• Problem to solve:
Count the lines in the rows below that contain the string "orange". Reply with the number alone.
[Start Provided entries]
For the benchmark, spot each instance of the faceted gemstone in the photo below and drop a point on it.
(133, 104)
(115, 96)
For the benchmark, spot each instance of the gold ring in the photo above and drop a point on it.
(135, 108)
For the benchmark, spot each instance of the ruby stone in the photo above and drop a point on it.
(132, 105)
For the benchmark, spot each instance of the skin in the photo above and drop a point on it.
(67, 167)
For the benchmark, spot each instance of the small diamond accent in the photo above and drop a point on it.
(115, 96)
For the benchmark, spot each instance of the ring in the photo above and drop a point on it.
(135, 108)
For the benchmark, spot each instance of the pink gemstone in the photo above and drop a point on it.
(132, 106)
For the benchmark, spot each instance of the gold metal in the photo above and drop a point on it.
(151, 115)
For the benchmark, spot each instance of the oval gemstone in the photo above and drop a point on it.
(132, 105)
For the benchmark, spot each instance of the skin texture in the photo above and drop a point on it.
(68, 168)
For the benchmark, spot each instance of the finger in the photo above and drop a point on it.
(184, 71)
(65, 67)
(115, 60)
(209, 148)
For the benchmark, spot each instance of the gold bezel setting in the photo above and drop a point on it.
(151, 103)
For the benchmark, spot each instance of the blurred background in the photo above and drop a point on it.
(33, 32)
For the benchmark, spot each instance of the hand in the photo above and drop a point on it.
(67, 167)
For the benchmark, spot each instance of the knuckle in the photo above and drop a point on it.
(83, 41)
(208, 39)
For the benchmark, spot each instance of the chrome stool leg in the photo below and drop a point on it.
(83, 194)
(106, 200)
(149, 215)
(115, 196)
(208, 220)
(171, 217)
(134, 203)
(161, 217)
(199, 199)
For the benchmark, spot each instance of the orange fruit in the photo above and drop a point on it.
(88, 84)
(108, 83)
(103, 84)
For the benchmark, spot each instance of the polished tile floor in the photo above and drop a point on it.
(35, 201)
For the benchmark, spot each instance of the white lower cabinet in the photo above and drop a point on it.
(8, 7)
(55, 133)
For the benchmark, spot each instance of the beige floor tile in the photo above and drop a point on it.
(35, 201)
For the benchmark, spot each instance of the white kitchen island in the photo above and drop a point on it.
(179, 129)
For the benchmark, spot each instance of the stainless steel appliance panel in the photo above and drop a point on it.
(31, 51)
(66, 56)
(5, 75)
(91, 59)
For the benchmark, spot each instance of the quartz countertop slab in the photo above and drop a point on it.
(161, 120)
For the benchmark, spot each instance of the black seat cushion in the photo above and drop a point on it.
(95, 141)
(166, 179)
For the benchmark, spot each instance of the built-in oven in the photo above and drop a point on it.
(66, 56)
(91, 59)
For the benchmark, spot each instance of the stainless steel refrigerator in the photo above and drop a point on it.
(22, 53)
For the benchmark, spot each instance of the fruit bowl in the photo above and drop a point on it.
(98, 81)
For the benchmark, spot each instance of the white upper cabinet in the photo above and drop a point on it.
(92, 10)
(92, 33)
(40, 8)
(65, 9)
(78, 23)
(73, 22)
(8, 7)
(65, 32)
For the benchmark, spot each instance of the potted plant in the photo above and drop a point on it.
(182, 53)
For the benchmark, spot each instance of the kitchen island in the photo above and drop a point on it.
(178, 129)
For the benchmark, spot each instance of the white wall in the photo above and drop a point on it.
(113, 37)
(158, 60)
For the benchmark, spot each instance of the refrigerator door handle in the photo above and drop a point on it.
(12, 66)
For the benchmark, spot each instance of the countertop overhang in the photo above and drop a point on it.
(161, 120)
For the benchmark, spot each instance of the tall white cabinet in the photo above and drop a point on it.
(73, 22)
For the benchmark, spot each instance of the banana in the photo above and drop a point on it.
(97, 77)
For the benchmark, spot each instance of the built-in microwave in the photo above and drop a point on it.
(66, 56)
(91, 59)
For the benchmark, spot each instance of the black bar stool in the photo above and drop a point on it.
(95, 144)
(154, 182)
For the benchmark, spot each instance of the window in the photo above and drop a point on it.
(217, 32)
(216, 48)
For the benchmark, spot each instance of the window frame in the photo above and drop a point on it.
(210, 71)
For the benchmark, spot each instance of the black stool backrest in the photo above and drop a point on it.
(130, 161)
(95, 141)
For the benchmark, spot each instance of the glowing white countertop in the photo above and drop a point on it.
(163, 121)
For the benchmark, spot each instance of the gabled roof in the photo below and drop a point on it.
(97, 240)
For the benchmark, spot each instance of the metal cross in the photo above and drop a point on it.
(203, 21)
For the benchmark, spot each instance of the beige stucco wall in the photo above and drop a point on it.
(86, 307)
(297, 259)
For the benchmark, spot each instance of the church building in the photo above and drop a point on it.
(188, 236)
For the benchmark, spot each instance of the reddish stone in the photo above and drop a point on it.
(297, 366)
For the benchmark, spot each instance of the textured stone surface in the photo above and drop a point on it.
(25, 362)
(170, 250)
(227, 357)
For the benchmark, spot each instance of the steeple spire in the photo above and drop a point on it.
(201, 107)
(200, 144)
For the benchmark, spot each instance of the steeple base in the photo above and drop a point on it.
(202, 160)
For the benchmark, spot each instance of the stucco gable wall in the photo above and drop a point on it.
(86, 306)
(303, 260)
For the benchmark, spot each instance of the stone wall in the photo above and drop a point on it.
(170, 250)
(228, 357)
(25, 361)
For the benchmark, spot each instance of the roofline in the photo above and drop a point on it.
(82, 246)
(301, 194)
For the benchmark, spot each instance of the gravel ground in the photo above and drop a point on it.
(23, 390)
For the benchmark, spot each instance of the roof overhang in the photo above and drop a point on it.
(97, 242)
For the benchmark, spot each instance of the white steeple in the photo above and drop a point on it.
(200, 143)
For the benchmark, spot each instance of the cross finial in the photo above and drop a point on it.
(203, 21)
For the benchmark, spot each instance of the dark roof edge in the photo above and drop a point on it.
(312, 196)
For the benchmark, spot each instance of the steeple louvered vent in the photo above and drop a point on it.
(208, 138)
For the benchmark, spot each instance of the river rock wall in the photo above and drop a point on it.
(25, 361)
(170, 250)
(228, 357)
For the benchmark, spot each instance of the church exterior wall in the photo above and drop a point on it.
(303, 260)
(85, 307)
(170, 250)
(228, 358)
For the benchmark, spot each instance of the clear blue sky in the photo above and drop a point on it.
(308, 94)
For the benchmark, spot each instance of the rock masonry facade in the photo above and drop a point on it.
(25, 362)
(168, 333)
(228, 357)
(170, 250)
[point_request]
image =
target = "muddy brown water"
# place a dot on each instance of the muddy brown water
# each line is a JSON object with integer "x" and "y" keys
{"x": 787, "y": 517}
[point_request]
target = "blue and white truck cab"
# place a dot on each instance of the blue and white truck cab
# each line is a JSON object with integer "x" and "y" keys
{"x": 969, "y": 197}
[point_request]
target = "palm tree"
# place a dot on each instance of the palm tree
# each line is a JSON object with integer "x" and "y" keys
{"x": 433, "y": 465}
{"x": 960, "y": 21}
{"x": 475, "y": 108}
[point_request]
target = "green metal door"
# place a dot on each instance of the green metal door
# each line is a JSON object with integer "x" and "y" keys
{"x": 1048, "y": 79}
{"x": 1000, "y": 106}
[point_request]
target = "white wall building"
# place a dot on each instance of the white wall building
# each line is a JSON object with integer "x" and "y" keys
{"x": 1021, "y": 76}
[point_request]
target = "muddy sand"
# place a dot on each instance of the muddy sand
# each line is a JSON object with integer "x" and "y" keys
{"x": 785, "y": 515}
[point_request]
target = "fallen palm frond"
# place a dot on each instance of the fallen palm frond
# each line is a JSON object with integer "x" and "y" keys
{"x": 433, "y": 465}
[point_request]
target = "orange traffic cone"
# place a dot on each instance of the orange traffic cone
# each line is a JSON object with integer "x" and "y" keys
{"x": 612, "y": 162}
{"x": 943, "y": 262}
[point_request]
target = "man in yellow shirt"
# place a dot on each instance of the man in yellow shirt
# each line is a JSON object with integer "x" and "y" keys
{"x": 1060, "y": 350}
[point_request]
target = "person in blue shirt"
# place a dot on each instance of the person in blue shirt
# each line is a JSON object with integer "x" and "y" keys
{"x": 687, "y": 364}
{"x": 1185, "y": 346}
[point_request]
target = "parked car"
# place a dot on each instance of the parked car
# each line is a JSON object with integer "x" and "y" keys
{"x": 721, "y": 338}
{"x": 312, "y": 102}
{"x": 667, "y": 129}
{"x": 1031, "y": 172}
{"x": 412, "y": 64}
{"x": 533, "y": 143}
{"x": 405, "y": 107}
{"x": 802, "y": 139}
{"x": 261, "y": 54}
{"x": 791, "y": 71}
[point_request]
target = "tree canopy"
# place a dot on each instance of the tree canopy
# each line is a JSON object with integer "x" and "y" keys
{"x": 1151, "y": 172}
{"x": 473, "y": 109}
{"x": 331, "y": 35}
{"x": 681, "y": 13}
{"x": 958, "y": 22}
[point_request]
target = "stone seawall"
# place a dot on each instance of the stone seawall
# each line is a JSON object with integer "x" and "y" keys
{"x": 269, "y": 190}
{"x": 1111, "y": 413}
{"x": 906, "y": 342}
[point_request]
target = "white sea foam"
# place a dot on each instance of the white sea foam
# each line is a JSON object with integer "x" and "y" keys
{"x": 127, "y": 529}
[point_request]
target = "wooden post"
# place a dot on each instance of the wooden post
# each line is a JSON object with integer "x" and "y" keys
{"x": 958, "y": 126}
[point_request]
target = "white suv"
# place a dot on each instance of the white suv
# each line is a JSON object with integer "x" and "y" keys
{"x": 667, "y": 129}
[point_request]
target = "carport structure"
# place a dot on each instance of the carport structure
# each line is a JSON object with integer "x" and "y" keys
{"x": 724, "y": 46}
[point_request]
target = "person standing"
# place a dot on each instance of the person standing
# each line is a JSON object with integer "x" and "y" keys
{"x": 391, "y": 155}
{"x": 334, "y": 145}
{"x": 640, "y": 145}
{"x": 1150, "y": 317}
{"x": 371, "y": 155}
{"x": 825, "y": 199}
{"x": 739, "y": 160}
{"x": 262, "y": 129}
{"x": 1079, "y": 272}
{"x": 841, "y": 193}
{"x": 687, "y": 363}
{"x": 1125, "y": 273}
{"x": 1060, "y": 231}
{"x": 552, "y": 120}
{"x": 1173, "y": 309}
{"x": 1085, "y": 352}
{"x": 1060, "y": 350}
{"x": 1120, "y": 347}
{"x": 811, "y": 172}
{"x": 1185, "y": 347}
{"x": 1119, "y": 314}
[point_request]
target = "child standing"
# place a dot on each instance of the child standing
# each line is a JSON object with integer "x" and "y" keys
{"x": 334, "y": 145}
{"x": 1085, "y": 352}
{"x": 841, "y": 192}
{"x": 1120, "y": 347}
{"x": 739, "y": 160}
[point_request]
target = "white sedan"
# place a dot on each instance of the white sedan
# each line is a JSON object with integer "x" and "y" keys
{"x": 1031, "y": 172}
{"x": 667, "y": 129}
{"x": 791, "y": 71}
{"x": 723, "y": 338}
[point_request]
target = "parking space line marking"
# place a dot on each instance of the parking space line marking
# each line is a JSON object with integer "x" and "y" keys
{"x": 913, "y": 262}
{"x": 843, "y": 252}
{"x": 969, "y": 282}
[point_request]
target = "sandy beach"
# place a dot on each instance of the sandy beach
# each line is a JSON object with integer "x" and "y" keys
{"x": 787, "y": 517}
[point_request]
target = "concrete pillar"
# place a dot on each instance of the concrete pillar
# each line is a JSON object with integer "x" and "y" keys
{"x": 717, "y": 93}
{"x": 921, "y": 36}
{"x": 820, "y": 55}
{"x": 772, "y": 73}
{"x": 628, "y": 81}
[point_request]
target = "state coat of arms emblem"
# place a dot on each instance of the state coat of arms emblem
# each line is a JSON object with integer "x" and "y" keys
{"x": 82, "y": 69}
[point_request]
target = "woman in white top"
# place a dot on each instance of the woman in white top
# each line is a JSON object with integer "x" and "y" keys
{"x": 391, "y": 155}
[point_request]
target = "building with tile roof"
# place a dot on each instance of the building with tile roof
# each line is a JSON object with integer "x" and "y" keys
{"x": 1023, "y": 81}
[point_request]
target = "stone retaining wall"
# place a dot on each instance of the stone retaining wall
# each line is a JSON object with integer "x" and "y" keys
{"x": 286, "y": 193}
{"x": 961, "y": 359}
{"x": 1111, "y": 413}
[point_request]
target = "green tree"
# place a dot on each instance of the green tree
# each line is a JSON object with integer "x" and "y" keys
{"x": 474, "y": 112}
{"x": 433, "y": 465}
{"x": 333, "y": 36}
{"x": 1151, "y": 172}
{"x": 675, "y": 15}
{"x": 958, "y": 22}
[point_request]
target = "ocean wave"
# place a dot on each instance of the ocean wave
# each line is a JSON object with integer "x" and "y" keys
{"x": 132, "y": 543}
[End Provided entries]
• Answer to the problem:
3